| What the exercise asks |
Every line of the material must be given again verbatim. Skip the images.

| The records |
* * * *

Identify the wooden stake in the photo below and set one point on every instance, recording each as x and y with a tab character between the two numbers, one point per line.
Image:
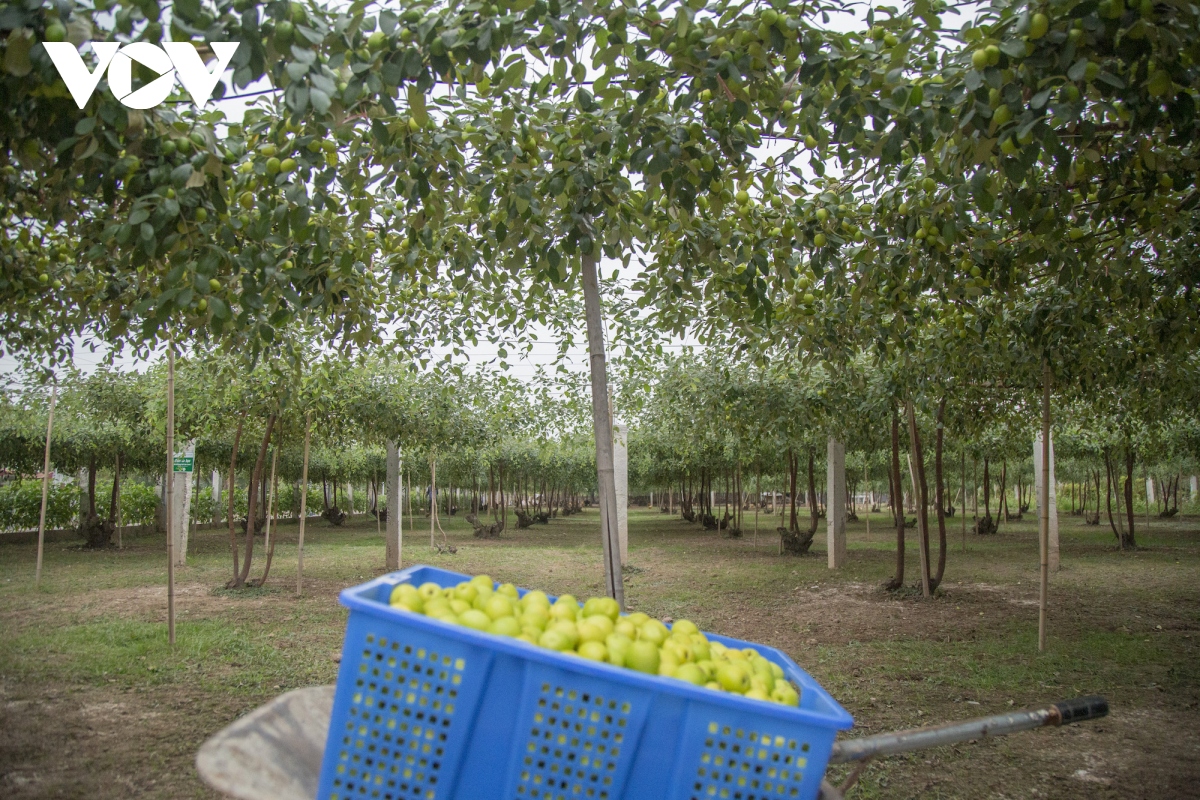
1044	507
46	486
919	498
304	500
964	509
171	491
270	506
601	425
867	493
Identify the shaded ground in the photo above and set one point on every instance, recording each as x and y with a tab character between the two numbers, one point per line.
94	703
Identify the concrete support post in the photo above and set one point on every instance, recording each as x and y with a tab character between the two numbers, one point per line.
835	504
1054	498
395	517
181	507
216	497
621	473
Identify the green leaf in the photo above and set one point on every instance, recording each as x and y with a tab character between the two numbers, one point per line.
16	58
417	104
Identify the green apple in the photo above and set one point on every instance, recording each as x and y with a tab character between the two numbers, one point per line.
643	656
691	673
473	618
593	650
505	626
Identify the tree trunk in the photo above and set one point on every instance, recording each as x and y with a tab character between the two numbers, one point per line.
897	500
601	422
1129	459
922	491
792	468
304	500
813	494
233	492
273	517
251	503
940	498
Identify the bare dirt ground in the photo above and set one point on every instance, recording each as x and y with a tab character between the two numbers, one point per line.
94	703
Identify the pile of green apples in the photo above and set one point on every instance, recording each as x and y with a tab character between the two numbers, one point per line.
598	631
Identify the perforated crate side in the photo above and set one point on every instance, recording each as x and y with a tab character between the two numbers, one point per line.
402	715
576	737
743	756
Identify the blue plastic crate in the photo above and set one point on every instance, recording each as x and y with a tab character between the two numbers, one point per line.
426	710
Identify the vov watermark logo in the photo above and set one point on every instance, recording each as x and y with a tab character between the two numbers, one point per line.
171	60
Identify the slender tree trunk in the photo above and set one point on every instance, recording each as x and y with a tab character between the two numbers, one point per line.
273	517
304	500
46	486
792	468
114	504
813	494
1044	509
940	498
232	492
1129	513
252	500
601	423
169	483
897	500
922	493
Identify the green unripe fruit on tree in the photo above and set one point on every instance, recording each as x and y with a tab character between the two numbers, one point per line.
1039	24
1159	83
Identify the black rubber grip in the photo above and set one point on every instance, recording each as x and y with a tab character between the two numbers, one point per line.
1081	709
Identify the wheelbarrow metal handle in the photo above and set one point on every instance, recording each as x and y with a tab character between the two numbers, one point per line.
901	741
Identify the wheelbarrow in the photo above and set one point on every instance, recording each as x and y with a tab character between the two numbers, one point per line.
275	752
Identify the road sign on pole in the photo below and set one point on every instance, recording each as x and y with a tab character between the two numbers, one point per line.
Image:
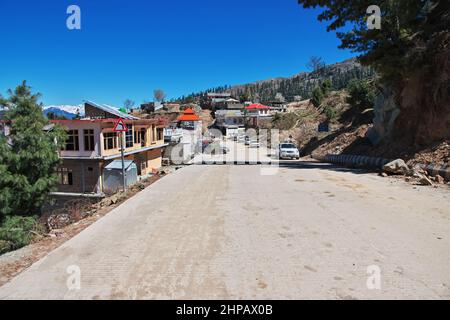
121	127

* * * *

| Completed exercise |
Identify the wooden stake in the photo below and set one point on every instance, recording each as x and y with a tab character between the two numbers, one point per line.
Image:
1044	507
46	486
919	498
304	500
964	509
171	491
270	506
601	425
867	493
Identify the shaded ground in the photo above and set one point on every instance, recording each as x and y with a tab character between the two numbers, one point per line.
94	703
Identify the concrete support post in the photo above and set one point on every instance, recording each as x and y with a tab character between the two numbers, one point per line.
835	504
1054	498
395	517
181	507
216	497
621	473
Identify the green leaf in the photo above and set one point on every instance, recording each as x and y with a tab character between the two numbers, one point per line.
16	58
417	104
Identify the green apple in the photo above and set one point on every instance, recording each as x and y with a tab character between the two numbers, one point per line.
643	656
691	673
473	618
593	650
505	626
Identify the tree trunk in the photo above and set one point on every instance, recording each as x and y with a tab character between the two numbers, one point per line.
897	500
601	422
1129	459
922	491
792	468
304	500
813	494
233	492
273	517
251	503
940	498
Identify the bare dirt ground in the photo above and set one point on every instance, recording each as x and y with a tab character between the two numbers, one point per line.
94	703
Identify the pile of green apples in the photo above and set one point on every instance, recording each as x and y with a tab character between the two numbers, one point per line.
598	631
Identify the perforated crate side in the photo above and set one point on every instance, recording each as x and y with a tab character between the two numbers, one point per line.
402	715
576	737
743	756
Identify the blue plastic crate in the photo above and set one point on every instance, recording each as x and y with a tab character between the two numbers, one point per line.
426	710
Identify the vov watermark logo in the photo above and set one point on every instance, recording each as x and y with a tab character between the two numbers, one point per line.
171	60
Identify the slender tree trunk in the photo above and set one point on every instance, recording each as x and y with a tab character between the two numbers, one point per line.
273	517
304	500
46	486
792	468
114	504
813	494
1044	509
940	498
232	492
1129	513
252	500
601	423
169	483
897	500
922	493
Identify the green unripe fruit on tree in the photo above and set one point on every instance, recording each as x and y with a tab character between the two numbers, one point per line.
1039	24
1159	83
Identify the black rubber grip in the photo above and set one point on every instance, recording each as x and y with a tab character between the two numbers, one point per line.
1081	709
Identify the wheelbarrow metal handle in the photo above and set one point on every instance, recording each as x and y with a tab character between the two numbers, one point per line.
901	741
Identify the wheelbarrow in the photo above and set one point on every instance, recording each as x and y with a tab character between the two numbers, one point per line.
275	752
Identify the road sign on pole in the photo below and set one point on every instance, recording each as x and y with a tab character between the two numbers, one point per line.
Image:
121	127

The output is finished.